- _Given instruction_: According to the article about Annie P. Crawford below, for how many years was she a member of the Woman's Missionary council of the M.E. church, South?

- _Document excerpt_:
....

By Mrs. W.S. Dickson
“The fact that such a simple little thing is going to Columbia university should have made the stir it did in newspaper circles bewildered me,” was Mrs. Annie P. Crawford’s answer to a Daily News reporter when asked if she didn’t feel like the President of the United States at having become overnight such a nationally known personage.
Mrs. Crawford was a student at Columbia university this summer at the age of 71. Some of the Columbia authorities, on observing the date of her birth on the registration card, sent a member of their publicity department to interview her. She was told that the university was interested in the fact that had started to school again at her age and wanted to know the whys and wherefores of her coming. So Mrs. Crawford chatted blithely away to the woman, and had the best sort of a time. It was not until the question of her children’s names and their occupations was introduced that Mrs. Crawford had any suspicion whatever that she was being interviewed.
“Just what do you intend doing with this information?” Mrs. Crawford asked her visitor, and even then she was reassured that the college folks simply wanted the information. So, on the next Sunday morning, practically every paper in New York city carried the story of her being at Columbia with headlines in bold black type reading “71-Year Old Columbia Co-Ed Too Modest to Compare Flapper With Girl of 65” or “Lost her Job When Her Children Grew Up; Seeks New Interests,” and so on and so forth through the entire list of the New York papers, she was perhaps the most surprised person in the whole United States.
Mrs. Crawford is the wife of the late Rev. L.W. Crawford, who was for many years a beloved member of the western North Carolina conference, and is closely identified with the church and educational life of the state. She is a graduate of Greensboro college, later going to Vassar for two years. She taught for two years before her marriage, and after that her hands were filled with the task of raising to splendid manhood and womanhood her five sons and a daughter, the latter, Mrs. E.S. Wills of this city, with whom she makes her home.
For 15 years Mrs. Crawford was a member of the Woman’s Missionary council of the M.E. church, South, and the corresponding secretary of her own conference society, so that after her children were grown her time was pretty well taken up with this work, which was so dear to her heart. However, at the age of 65, she resigned, because, she said, “There was an unwritten law that when a woman reached that age, she was past her sphere of usefulness!”

....

- _Given data_:
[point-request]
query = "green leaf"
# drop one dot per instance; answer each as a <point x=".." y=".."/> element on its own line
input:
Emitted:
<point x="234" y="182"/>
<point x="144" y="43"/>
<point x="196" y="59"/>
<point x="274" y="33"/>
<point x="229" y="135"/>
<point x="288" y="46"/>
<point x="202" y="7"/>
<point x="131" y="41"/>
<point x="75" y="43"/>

....

- _Result_: 15 years